What is needed :: Reproduce each line of the listing below verbatim, omitting the pictures from your answer.

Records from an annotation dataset
-----

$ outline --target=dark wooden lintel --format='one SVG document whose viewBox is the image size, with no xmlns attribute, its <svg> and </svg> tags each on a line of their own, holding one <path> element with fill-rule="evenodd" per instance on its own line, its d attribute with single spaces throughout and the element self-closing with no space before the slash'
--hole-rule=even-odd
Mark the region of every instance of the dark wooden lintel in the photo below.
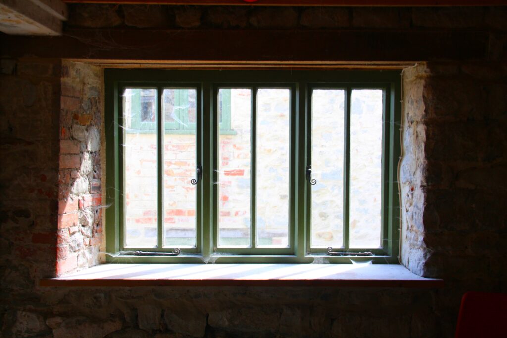
<svg viewBox="0 0 507 338">
<path fill-rule="evenodd" d="M 488 33 L 427 30 L 72 29 L 0 35 L 3 57 L 138 61 L 418 62 L 480 60 Z"/>
</svg>

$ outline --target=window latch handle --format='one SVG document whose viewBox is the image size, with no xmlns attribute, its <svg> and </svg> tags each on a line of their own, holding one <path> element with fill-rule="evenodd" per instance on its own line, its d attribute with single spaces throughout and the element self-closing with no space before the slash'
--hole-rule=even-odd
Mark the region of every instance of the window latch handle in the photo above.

-----

Solution to this task ::
$ outline --target=dark wooden lintel --format='one SVG document whose viewBox is the image size, with no xmlns attribute, its <svg> and </svg> tags each on a line of their own, holding one <path> element with fill-rule="evenodd" per instance on its own line, its d attribute with single spaces throughout and the element self-closing with no space before the slash'
--hole-rule=even-odd
Mark the region of every instance of the dark wooden lintel in the photo below.
<svg viewBox="0 0 507 338">
<path fill-rule="evenodd" d="M 488 33 L 427 30 L 72 29 L 0 35 L 3 57 L 138 61 L 418 62 L 480 60 Z"/>
</svg>

$ outline --target=window latch handle --format='one SVG document whose viewBox is the image size, with no xmlns attribute, its <svg> and </svg> tags each on a line of their own, holding one <path> element with fill-rule="evenodd" per instance on its own line, its d attribute with single spaces throughout and the element self-closing with no space before the slash'
--hole-rule=even-odd
Mark the region of every instance of the window latch handle in the photo above.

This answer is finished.